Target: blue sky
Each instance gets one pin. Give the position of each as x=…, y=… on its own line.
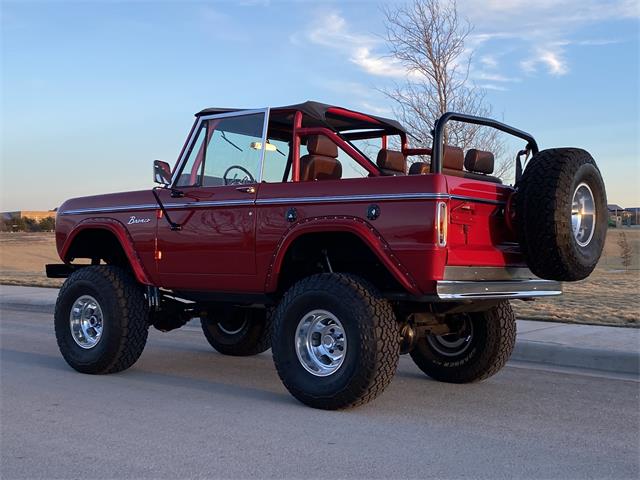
x=92, y=92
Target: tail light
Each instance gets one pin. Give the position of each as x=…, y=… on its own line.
x=441, y=224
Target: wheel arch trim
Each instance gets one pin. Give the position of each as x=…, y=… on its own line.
x=340, y=224
x=122, y=236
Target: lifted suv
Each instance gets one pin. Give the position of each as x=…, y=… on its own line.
x=337, y=261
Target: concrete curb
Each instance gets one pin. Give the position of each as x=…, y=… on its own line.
x=586, y=358
x=528, y=351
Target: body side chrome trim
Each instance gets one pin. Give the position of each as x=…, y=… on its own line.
x=353, y=198
x=477, y=200
x=285, y=201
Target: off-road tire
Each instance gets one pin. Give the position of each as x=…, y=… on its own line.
x=252, y=337
x=125, y=323
x=491, y=345
x=543, y=214
x=371, y=330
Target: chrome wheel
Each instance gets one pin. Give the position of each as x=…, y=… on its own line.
x=321, y=344
x=583, y=214
x=452, y=344
x=86, y=322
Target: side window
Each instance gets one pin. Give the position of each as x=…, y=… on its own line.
x=234, y=150
x=192, y=169
x=226, y=151
x=276, y=157
x=350, y=168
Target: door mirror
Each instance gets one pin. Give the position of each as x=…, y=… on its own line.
x=161, y=173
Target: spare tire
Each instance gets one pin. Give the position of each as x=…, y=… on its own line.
x=561, y=214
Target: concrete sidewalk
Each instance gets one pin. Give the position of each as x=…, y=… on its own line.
x=607, y=349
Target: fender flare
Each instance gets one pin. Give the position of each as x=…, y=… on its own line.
x=355, y=225
x=121, y=234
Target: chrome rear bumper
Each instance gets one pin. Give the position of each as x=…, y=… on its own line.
x=486, y=290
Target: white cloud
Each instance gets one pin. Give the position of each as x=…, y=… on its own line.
x=553, y=61
x=331, y=30
x=541, y=33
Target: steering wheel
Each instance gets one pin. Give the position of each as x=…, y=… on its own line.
x=248, y=178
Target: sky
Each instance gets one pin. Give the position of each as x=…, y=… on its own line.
x=93, y=91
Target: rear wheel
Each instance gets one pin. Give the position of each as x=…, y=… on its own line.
x=335, y=341
x=101, y=320
x=561, y=214
x=238, y=332
x=478, y=347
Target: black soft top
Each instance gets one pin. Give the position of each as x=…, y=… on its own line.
x=318, y=114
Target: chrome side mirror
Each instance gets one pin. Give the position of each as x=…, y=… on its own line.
x=161, y=173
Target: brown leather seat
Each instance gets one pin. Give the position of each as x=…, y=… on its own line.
x=322, y=161
x=419, y=168
x=480, y=165
x=391, y=162
x=453, y=161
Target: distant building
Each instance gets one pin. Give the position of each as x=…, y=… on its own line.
x=615, y=215
x=37, y=215
x=633, y=215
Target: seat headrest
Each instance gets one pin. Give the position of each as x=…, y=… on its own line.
x=452, y=158
x=419, y=168
x=321, y=145
x=319, y=167
x=479, y=161
x=392, y=160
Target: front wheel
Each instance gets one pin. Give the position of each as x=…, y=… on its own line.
x=101, y=320
x=478, y=346
x=335, y=341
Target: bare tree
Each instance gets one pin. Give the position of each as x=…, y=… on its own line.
x=428, y=38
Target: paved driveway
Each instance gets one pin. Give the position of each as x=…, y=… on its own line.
x=184, y=411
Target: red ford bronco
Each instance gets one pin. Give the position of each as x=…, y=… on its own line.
x=277, y=230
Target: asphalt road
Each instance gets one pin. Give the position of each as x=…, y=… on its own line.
x=185, y=411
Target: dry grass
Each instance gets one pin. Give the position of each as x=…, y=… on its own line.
x=609, y=296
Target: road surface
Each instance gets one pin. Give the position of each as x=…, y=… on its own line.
x=185, y=411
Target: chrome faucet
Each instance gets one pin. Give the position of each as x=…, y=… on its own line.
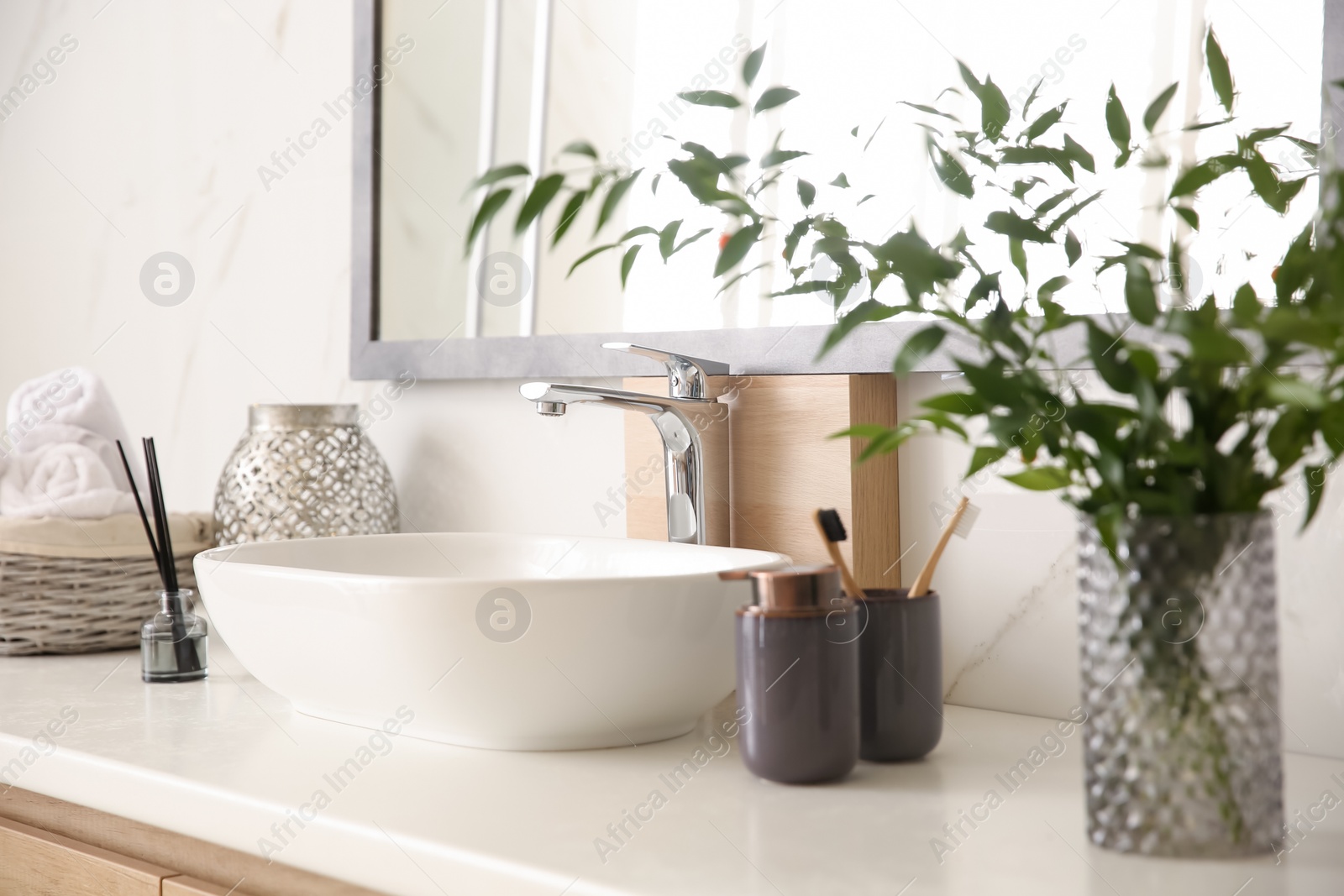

REQUIRED ACTION
Each line from the start of the entries to the line holding "Target: body side chrome trim" is to be given again exactly, both ends included, and each picture is to be left out.

ANSWER SECTION
Target: blue sky
Each instance gets one pin. Give the position of each as x=…, y=… on its own line.
x=92, y=92
Target: tail light
Each instance gets one pin. Give the position of each as x=…, y=… on its own line.
x=441, y=224
Target: wheel arch trim
Each instance gets one pin. Give the position of each as x=…, y=… on its own line.
x=340, y=224
x=122, y=236
Target: lifted suv
Each instance gets one pin. Give the position of each as x=…, y=… on its own line.
x=337, y=261
Target: concrete curb
Each instance gets one pin. Give the position of each as x=…, y=… on its own line.
x=586, y=358
x=528, y=351
Target: body side chrome trim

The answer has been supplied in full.